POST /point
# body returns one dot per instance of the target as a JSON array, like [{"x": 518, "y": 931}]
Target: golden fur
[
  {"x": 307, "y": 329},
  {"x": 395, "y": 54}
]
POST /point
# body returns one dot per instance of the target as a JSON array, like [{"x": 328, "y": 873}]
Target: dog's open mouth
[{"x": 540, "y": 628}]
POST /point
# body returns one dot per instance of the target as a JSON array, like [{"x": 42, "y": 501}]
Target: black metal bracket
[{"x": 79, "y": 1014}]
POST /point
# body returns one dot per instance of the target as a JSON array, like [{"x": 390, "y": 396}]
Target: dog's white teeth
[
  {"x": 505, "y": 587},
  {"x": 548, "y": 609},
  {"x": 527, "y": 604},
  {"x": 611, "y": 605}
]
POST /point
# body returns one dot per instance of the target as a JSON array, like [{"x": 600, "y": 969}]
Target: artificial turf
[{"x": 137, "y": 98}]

===

=== Challenge ===
Write out all the rows above again, with "dog's" swapped for "puppy's" everywhere it appears and nothing else changed.

=== Output of the exercise ===
POST /point
# body returns one dot per instance of the target as a JSON array, like [{"x": 518, "y": 931}]
Target: golden fur
[
  {"x": 307, "y": 329},
  {"x": 395, "y": 54}
]
POST /point
# body returns one dot per instance of the target as a JSON array, like [{"x": 328, "y": 873}]
Target: puppy's open mouth
[{"x": 540, "y": 628}]
POST /point
# body returns one dot per instance of the target as a JSON array, like [{"x": 42, "y": 501}]
Target: black metal bracket
[{"x": 79, "y": 1014}]
POST /point
# body returns one dot per instance of the target as a JSON array, like [{"x": 390, "y": 396}]
Target: puppy's white teeth
[
  {"x": 505, "y": 587},
  {"x": 548, "y": 609},
  {"x": 527, "y": 604},
  {"x": 611, "y": 605}
]
POST /point
# body returns one dot per instance of the target as a JSON array, like [{"x": 600, "y": 969}]
Target: artificial turf
[{"x": 137, "y": 98}]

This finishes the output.